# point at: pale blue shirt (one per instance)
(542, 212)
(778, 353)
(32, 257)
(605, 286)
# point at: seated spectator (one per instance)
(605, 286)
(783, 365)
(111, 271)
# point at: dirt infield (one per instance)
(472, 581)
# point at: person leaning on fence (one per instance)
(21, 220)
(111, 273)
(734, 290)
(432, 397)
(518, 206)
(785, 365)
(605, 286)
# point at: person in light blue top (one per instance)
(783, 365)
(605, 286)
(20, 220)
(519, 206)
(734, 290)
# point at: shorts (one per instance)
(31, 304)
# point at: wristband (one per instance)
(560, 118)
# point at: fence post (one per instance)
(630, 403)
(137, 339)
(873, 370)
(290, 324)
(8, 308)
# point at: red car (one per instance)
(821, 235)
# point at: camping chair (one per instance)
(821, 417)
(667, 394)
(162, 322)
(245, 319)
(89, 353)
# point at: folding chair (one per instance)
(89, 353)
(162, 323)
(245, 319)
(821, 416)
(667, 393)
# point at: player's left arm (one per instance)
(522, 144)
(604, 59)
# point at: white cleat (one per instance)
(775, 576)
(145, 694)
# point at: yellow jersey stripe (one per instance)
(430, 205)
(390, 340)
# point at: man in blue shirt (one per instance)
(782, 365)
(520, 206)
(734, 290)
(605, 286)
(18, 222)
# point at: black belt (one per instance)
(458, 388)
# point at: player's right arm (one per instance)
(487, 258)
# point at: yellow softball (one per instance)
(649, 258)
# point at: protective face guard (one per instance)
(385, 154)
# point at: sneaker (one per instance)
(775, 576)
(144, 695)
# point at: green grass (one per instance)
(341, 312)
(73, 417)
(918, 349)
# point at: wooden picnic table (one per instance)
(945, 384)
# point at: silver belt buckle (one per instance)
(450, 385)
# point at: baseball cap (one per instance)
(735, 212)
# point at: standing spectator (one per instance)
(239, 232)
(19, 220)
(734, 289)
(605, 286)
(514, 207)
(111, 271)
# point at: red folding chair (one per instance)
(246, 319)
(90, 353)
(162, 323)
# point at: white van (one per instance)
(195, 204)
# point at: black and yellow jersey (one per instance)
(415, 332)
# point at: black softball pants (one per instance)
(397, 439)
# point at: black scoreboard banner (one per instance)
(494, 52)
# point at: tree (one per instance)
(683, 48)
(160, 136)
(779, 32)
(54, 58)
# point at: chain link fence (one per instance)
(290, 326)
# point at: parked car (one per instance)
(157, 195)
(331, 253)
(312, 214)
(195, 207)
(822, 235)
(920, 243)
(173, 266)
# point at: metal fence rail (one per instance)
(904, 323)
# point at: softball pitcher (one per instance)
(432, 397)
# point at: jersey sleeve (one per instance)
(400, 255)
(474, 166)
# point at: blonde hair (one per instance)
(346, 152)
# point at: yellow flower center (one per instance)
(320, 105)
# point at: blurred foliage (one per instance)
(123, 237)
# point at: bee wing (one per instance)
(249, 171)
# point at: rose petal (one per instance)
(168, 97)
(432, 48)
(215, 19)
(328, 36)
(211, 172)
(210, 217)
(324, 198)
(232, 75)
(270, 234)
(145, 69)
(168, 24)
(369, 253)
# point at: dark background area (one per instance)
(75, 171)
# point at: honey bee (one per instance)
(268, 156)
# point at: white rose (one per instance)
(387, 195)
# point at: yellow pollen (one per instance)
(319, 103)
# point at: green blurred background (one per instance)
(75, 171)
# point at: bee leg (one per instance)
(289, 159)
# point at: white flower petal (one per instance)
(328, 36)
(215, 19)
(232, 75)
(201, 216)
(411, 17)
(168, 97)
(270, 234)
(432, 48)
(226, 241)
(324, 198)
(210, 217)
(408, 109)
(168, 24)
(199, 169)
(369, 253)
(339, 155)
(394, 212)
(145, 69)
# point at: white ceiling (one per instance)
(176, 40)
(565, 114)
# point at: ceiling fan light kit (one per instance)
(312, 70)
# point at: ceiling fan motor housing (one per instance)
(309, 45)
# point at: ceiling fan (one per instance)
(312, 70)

· · ·

Consigne
Convertissez l'ensemble des lignes ci-dessus en un tableau Markdown à deux colonnes : « N° » pour le numéro de ligne et « Contenu » pour la ligne elle-même. Omettez les lignes vides.

Résultat attendu
| N° | Contenu |
|---|---|
| 1 | # point at: pale blue shirt (one per instance) |
| 2 | (542, 212) |
| 3 | (778, 353) |
| 4 | (32, 257) |
| 5 | (605, 286) |
| 6 | # point at: seated spectator (one per instance) |
| 7 | (605, 286) |
| 8 | (783, 365) |
| 9 | (111, 271) |
| 10 | # point at: dirt infield (one per instance) |
| 11 | (472, 581) |
| 12 | # point at: person leaning on fence (one per instance) |
| 13 | (21, 220) |
| 14 | (111, 273) |
| 15 | (734, 290) |
| 16 | (432, 397) |
| 17 | (518, 206) |
| 18 | (785, 365) |
| 19 | (605, 286) |
| 20 | # point at: person in light blue top (one per instance) |
| 21 | (783, 365) |
| 22 | (605, 286) |
| 23 | (20, 220) |
| 24 | (519, 206) |
| 25 | (734, 290) |
| 26 | # point at: shorts (one per instance) |
| 27 | (31, 304) |
| 28 | # point at: wristband (one per instance) |
| 29 | (560, 118) |
| 30 | # point at: fence post (one per instance) |
| 31 | (630, 403) |
| 32 | (137, 339) |
| 33 | (873, 370) |
| 34 | (290, 324) |
| 35 | (8, 308) |
| 36 | # point at: red car (one per instance) |
| 37 | (821, 235) |
| 38 | # point at: camping chair (one per instance) |
| 39 | (821, 417) |
| 40 | (667, 394) |
| 41 | (162, 322) |
| 42 | (245, 319) |
| 43 | (89, 353) |
| 44 | # point at: folding chair (one per instance) |
| 45 | (89, 353) |
| 46 | (162, 323) |
| 47 | (245, 319) |
| 48 | (821, 416) |
| 49 | (667, 393) |
| 50 | # point at: player's left arm (one per instance) |
| 51 | (522, 144) |
| 52 | (604, 59) |
| 53 | # point at: white cleat (one per instance) |
| 54 | (775, 576) |
| 55 | (145, 694) |
| 56 | # point at: yellow jersey stripe (one per instance) |
| 57 | (430, 205) |
| 58 | (390, 340) |
| 59 | # point at: man in blue shirt (one per instance) |
| 60 | (782, 365) |
| 61 | (520, 206) |
| 62 | (734, 290) |
| 63 | (605, 286) |
| 64 | (18, 222) |
| 65 | # point at: black belt (one per instance) |
| 66 | (458, 388) |
| 67 | # point at: player's right arm (one per instance) |
| 68 | (487, 258) |
| 69 | # point at: yellow softball (one per instance) |
| 70 | (649, 258) |
| 71 | # point at: protective face guard (one per instance) |
| 72 | (385, 154) |
| 73 | # point at: sneaker (one per instance) |
| 74 | (775, 576) |
| 75 | (144, 695) |
| 76 | # point at: green grass (one per instance) |
| 77 | (341, 312) |
| 78 | (73, 417) |
| 79 | (918, 349) |
| 80 | # point at: wooden picnic table (one per instance) |
| 81 | (945, 384) |
| 82 | # point at: silver belt buckle (one per instance) |
| 83 | (450, 385) |
| 84 | # point at: baseball cap (one per instance) |
| 85 | (735, 212) |
| 86 | # point at: standing spectator (one per instance) |
| 87 | (239, 232) |
| 88 | (19, 220) |
| 89 | (734, 289) |
| 90 | (605, 286) |
| 91 | (514, 207) |
| 92 | (111, 271) |
| 93 | # point at: red folding chair (one per instance) |
| 94 | (246, 319) |
| 95 | (90, 353) |
| 96 | (162, 323) |
| 97 | # point at: white van (one per instance) |
| 98 | (195, 204) |
| 99 | # point at: black and yellow jersey (one per instance) |
| 100 | (415, 332) |
| 101 | # point at: black softball pants (one per instance) |
| 102 | (397, 439) |
| 103 | # point at: black scoreboard banner (one per instance) |
| 104 | (494, 52) |
| 105 | # point at: tree (one per instance) |
| 106 | (683, 48) |
| 107 | (160, 136) |
| 108 | (779, 32) |
| 109 | (54, 58) |
| 110 | # point at: chain link fence (one per instance) |
| 111 | (290, 326) |
| 112 | # point at: parked car (one per instance) |
| 113 | (157, 195) |
| 114 | (331, 253) |
| 115 | (312, 214) |
| 116 | (195, 207) |
| 117 | (822, 235) |
| 118 | (920, 243) |
| 119 | (173, 266) |
| 120 | # point at: metal fence rail (one per instance) |
| 121 | (904, 323) |
| 122 | # point at: softball pitcher (one per instance) |
| 123 | (432, 397) |
| 124 | # point at: jersey sleeve (one per instance) |
| 125 | (400, 255) |
| 126 | (474, 166) |
| 127 | # point at: blonde hair (one per instance) |
| 128 | (346, 152) |
| 129 | # point at: yellow flower center (one per instance) |
| 130 | (320, 105) |
| 131 | # point at: blurred foliage (one per instance) |
| 132 | (123, 237) |
| 133 | # point at: bee wing (one per instance) |
| 134 | (249, 171) |
| 135 | # point at: rose petal (one per instance) |
| 136 | (168, 97) |
| 137 | (432, 48) |
| 138 | (215, 19) |
| 139 | (328, 36) |
| 140 | (211, 172) |
| 141 | (210, 217) |
| 142 | (324, 198) |
| 143 | (232, 75) |
| 144 | (270, 234) |
| 145 | (145, 69) |
| 146 | (168, 24) |
| 147 | (369, 253) |
| 148 | # point at: dark background area (one per instance) |
| 149 | (75, 171) |
| 150 | # point at: honey bee (one per instance) |
| 151 | (268, 156) |
| 152 | # point at: white rose (one per instance) |
| 153 | (387, 195) |
| 154 | # point at: yellow pollen (one per instance) |
| 155 | (319, 103) |
| 156 | # point at: green blurred background (one per instance) |
| 157 | (75, 171) |
| 158 | # point at: bee leg (one per instance) |
| 159 | (289, 159) |
| 160 | # point at: white flower petal (one per instance) |
| 161 | (328, 36) |
| 162 | (215, 19) |
| 163 | (232, 75) |
| 164 | (201, 216) |
| 165 | (411, 17) |
| 166 | (168, 97) |
| 167 | (270, 234) |
| 168 | (432, 48) |
| 169 | (226, 241) |
| 170 | (324, 198) |
| 171 | (210, 217) |
| 172 | (408, 109) |
| 173 | (168, 24) |
| 174 | (199, 169) |
| 175 | (369, 253) |
| 176 | (339, 155) |
| 177 | (394, 212) |
| 178 | (145, 69) |
| 179 | # point at: white ceiling (one per instance) |
| 180 | (176, 40) |
| 181 | (565, 114) |
| 182 | # point at: ceiling fan light kit (one per instance) |
| 183 | (312, 70) |
| 184 | # point at: ceiling fan motor housing (one per instance) |
| 185 | (309, 45) |
| 186 | # point at: ceiling fan (one per instance) |
| 187 | (312, 70) |